DOCUMENT TEXT:
★ ★ ★ ★ ★
WA announces worker jab mandate, Hunt foreshadows booster shots starting this year

By Jackson Graham

Wednesday October 20, 2021

Mark McGowan
Western Australia has brought in mandatory requirements for most of the workforce. (Image: AAP)

As Australia passes the national vaccination double-dose target of 70%, Western Australia has brought in mandatory requirements for most of the workforce.

The state currently has about 56% of the population over 16 fully vaccinated, trailing behind other jurisdictions with faster rollouts. 

Western Australia premier Mark McGowan announced an extended vaccination mandate policy on Wednesday covering a majority of industries. 

“The policy strengthens mandates that are already in place while covering additional groups of critical occupations that have been identified as at high transmission risk,” McGowan said. 

The mandate, which covers both private and public sector workers, includes a first cohort needing to have had their first vaccination dose by December 1. 

In the public service areas include hospitals and health facilities, border control, corrective services, police, fire and emergency services, but not volunteers. 

A second group required to have their first jab by the end of the year includes workers in child care, schools, post offices, public transport, among other private sector fields. 

A third group is required to have both vaccinations in the event of a lockdown or similar restrictions being implemented in WA and includes members of parliament and staff. 

Tasmania and Victoria are expected to pass the 70% double-dose target in coming days, while NSW and the ACT have passed the 80% target. 

Nationally Australia transitioned into phase b of the national roadmap on Wednesday as it passed the 70% target, which federal health minister Greg Hunt applauded. 

“To Australians I want to say thank you and congratulations, but keep going,” Hunt said. 

Hunt also said that discussions about booster shots were at an advanced stage with the Therapeutics Goods Administration receiving information on boosters from Pfizer and ATAGI considering advice. 

He anticipated booster vaccinations would be rolled out in two stages, firstly in aged care starting in the second week of November and then for the general population. 

He said he expected boosters to be available for the general population this year. 

Chief Medical Officer Professor Paul Kelly said he met with ATAGI on Tuesday to look at data from booster programs worldwide and particularly from Israel. 

“We were able to look at the data that has come out from Israel yesterday. It very much confirms this is safe, that it is effective in all age groups,” Kelly said. 

Kelly also raised news about an AY.4.2 variant, named “Delta Plus” in the UK, but said it was not a new variant nor a variant of concern. 

“It is not a variant even of interest at the moment,” he said. 

“But we continue to have that very close vigilance of the international situation to watch out for what next variant may come from this virus.” 

“The situation in the UK is there is a lot of circulating virus there, mainly in teenagers, they’ve recommenced school. 

“Very importantly there has not been the same sort of rise as there has been previously in the UK in relation to hospitalisation or death. And that’s because the vaccination rollout in the UK has also been very successful.”
★ ★ ★ ★ ★
DATA:
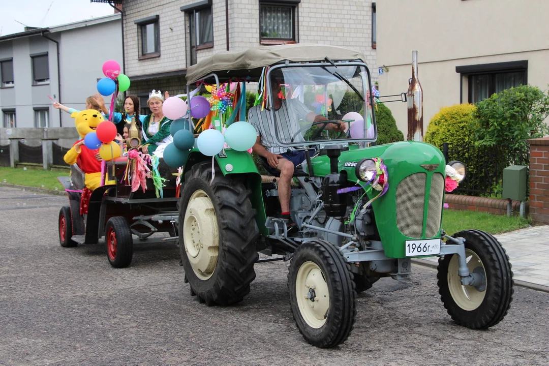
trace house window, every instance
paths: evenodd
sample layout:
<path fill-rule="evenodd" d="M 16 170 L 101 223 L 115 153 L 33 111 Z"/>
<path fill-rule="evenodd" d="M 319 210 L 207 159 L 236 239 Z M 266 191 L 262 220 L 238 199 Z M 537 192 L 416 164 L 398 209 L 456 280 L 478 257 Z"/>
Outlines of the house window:
<path fill-rule="evenodd" d="M 376 39 L 377 38 L 376 33 L 376 3 L 372 3 L 372 48 L 375 48 Z"/>
<path fill-rule="evenodd" d="M 295 41 L 295 5 L 260 2 L 260 40 Z"/>
<path fill-rule="evenodd" d="M 134 22 L 138 31 L 139 58 L 160 55 L 160 21 L 158 15 L 148 16 Z"/>
<path fill-rule="evenodd" d="M 476 103 L 495 93 L 528 83 L 528 61 L 457 66 L 456 71 L 467 83 L 467 100 Z M 462 95 L 462 99 L 463 95 Z"/>
<path fill-rule="evenodd" d="M 214 46 L 214 17 L 211 8 L 189 12 L 191 64 L 197 63 L 197 50 Z"/>
<path fill-rule="evenodd" d="M 4 128 L 14 128 L 15 124 L 15 110 L 14 109 L 3 109 Z"/>
<path fill-rule="evenodd" d="M 2 76 L 2 87 L 13 88 L 13 60 L 5 60 L 0 61 L 0 74 Z"/>
<path fill-rule="evenodd" d="M 35 109 L 35 127 L 49 127 L 49 110 L 48 108 Z"/>
<path fill-rule="evenodd" d="M 48 54 L 31 56 L 32 59 L 32 85 L 49 83 L 49 63 Z"/>

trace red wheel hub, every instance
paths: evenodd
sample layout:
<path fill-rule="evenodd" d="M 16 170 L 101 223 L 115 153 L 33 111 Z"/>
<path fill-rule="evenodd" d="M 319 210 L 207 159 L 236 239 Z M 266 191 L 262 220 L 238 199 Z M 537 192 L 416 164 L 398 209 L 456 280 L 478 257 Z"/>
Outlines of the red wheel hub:
<path fill-rule="evenodd" d="M 109 258 L 114 261 L 116 258 L 116 234 L 113 228 L 109 228 L 107 234 L 107 248 Z"/>

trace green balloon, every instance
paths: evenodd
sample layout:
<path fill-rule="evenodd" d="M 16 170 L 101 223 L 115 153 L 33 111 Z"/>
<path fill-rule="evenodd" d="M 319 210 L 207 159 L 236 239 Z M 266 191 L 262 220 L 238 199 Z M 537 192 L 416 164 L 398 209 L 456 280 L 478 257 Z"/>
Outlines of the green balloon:
<path fill-rule="evenodd" d="M 125 92 L 130 89 L 130 78 L 123 74 L 118 75 L 118 91 Z"/>

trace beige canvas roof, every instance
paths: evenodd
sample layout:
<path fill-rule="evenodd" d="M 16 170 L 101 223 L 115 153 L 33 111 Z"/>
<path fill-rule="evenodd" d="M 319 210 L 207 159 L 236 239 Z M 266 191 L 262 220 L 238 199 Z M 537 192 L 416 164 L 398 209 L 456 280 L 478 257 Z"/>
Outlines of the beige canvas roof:
<path fill-rule="evenodd" d="M 366 58 L 360 52 L 334 46 L 297 43 L 248 48 L 244 51 L 223 51 L 201 60 L 187 70 L 187 83 L 195 82 L 204 76 L 227 70 L 253 70 L 281 61 L 294 62 L 322 61 L 328 57 L 333 61 L 361 60 Z M 237 73 L 243 75 L 242 72 Z"/>

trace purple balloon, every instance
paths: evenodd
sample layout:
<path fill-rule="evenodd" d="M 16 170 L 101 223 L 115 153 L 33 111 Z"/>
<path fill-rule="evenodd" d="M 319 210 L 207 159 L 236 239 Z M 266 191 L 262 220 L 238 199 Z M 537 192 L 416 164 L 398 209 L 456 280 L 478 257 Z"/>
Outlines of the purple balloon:
<path fill-rule="evenodd" d="M 210 114 L 210 102 L 202 95 L 196 95 L 191 98 L 191 115 L 193 118 L 204 118 Z"/>

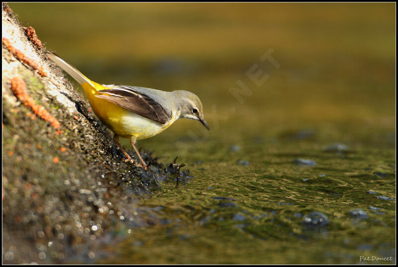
★ ★ ★ ★ ★
WORK INSTRUCTIONS:
Name every person the news article on Western Australia's vaccine mandate quotes directly, and give each one's title as the article states it.

SOLUTION TO THIS PROBLEM:
- Mark McGowan, Western Australia premier
- Greg Hunt, federal health minister
- Paul Kelly, Chief Medical Officer (Professor)